=== Section Start ===
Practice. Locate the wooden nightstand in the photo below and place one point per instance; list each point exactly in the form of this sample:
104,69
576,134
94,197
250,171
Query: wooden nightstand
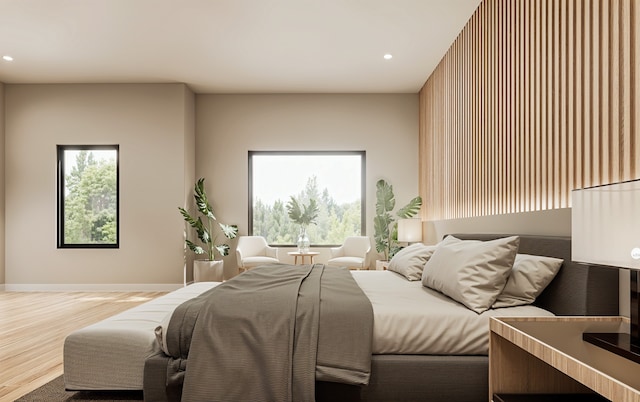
548,356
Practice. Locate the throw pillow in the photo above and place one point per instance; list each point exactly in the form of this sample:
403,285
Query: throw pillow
409,262
530,275
472,272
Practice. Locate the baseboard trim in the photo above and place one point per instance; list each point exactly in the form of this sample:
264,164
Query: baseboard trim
91,287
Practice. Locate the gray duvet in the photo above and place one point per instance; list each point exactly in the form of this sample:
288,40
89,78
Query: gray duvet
270,333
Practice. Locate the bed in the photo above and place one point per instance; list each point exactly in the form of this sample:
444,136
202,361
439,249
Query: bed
408,374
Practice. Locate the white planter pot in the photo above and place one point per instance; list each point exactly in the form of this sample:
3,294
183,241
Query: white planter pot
382,265
208,271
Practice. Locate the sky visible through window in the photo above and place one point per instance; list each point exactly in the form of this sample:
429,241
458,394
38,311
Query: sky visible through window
280,176
334,180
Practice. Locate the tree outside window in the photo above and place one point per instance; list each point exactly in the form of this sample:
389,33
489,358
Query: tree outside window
334,179
88,196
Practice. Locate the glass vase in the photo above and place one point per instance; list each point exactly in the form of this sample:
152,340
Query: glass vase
303,241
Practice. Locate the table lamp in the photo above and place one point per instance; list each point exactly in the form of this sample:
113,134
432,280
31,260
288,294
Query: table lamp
605,229
409,230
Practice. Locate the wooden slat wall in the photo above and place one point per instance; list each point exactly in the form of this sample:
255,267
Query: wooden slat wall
533,99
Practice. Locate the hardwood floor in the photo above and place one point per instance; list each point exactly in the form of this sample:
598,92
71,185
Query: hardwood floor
33,326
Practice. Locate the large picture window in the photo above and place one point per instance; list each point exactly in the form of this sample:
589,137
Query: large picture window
88,214
335,180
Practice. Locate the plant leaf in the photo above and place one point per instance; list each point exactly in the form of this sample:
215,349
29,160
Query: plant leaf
381,228
223,249
411,209
202,202
385,200
229,231
194,247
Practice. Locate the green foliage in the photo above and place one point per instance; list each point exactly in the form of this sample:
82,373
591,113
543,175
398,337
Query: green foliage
204,229
384,223
305,215
90,205
333,223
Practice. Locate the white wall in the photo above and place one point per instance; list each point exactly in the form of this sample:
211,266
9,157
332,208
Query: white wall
228,126
151,123
2,232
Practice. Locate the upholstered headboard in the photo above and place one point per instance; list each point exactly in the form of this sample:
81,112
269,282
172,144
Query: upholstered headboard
578,289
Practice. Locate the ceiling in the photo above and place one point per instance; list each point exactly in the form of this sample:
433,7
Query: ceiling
231,46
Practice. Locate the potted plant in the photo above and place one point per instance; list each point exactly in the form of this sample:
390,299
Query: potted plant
384,223
304,216
208,269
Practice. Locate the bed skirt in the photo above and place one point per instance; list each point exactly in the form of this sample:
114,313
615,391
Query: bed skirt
393,378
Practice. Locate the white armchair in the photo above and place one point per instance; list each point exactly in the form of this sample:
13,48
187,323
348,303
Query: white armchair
253,251
353,253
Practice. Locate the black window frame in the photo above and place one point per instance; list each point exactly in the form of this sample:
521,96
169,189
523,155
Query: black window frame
363,189
60,151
=== Section End ===
◆ WHAT TO WORK ON
In repeating the entries, exclude the pictures and alter nothing else.

◆ COMPLETED EXERCISE
Practice. Locate the wooden nightstand in the photo below and place one point per instance; list each point exactly in the form of this sample:
104,69
576,134
94,197
250,171
Query: wooden nightstand
548,356
Practice. Locate the throw pillow in the photo above and place one point per instance; list each point exactly in the form of this sample:
403,285
Query: throw pillow
409,262
530,275
472,272
Practice. Locate the baseboard trim in the photo above and place one point per instance; list each point exactly in the form of this sample:
264,164
Query: baseboard trim
91,287
Practice. Locate the gray duvet in the photo above and place one point per instance; list each point exactly in the form of this sample:
288,40
89,78
Query: gray duvet
270,333
Practice. Locate the bed in the photo above and place one point per instance; list each point exactly in the form of this sample:
444,136
202,361
439,249
Query: bed
408,374
Practice. Locate the white planter pot in the photo above and place one point per instance; list each point exactly in the form of this sample:
3,294
183,241
Query: white planter pot
382,265
208,271
Practice. Locate the sky visible through window in the photo above and place one point per instance; list each point exactly in the form of this sample:
429,241
458,394
38,311
Query: sky visible through window
280,176
334,180
Practice. Locate the tree outside window in the photo above and place one point per instance; list each point exactly in the form of this sample:
389,33
489,358
Query: tree outside window
334,179
88,196
Practice. Locate the glass vase in the photo above and place one point per instance; list each point exactly in the form of this sample:
152,340
Query: glass vase
303,241
Practice. Locate the table lamp in the photo above and place one point per instance; list each point exactly in the form of this sample:
113,134
432,280
31,260
288,294
Query: table lamp
605,229
409,230
Practice. Locate the wooden slat wall in the photo above and place one point per instance; list each point exactly in the form of this sample:
255,267
Query: wooden slat wall
533,99
Practice. Locate the hardwood floor in the photo above and place one point per instance; list each point exactly in the form of this sample:
598,92
71,185
Query: hardwood floor
33,326
Practice. Locate the large picture window in the photo above and place one point per instance; list each point exactly in the form of this sample:
589,137
Query: large picture window
88,214
335,180
Practice. Locate the plant leaf in the photo above and place one point per instance; list each point exactly in the form of this sample:
215,349
29,160
Query: plant leaf
381,228
223,249
411,209
202,202
385,200
229,231
194,247
Practice. Locate the green foliage in the photo above and place one point per instance; list each point exactly in the form of this sample:
82,373
591,113
543,175
398,337
Query: green foliage
204,229
384,223
305,215
90,205
333,223
Practice. Locate the white wall in the photo above and place one point per instance; list each point exactly in the form of this sample:
211,266
9,157
332,208
Query: white wall
228,126
151,123
2,232
Practice. Locate the upholstered headboard in the photo above and place one point per instance; list each point exactly in the form of this sample:
81,112
269,282
172,144
Query: upholstered headboard
578,289
Practice. Locate the ceiling in the photo above and place one point per instance; list each point exactly in the form of this sample:
433,7
Query: ceiling
231,46
Practice. Locate the potted plant in the photo above and place one point per instance; list each point exactly in the form of this sample:
390,299
Query: potted plant
384,223
304,216
208,269
Practice. Locate the bed skirt in the photo above and place one point per instance; list each point exactly in the form of this sample:
114,313
615,391
Query: bed skirt
393,378
Practice. Locate the white armchair in the photo above and place one point per instance; list each point exactly in the form of this sample:
13,48
187,323
348,303
Query: white armchair
253,251
353,253
Practice. Locate the black window frame in the photo above and place one point per instance; list each point exactly in the form of this sample:
521,96
169,189
523,155
Query: black window frame
363,189
60,151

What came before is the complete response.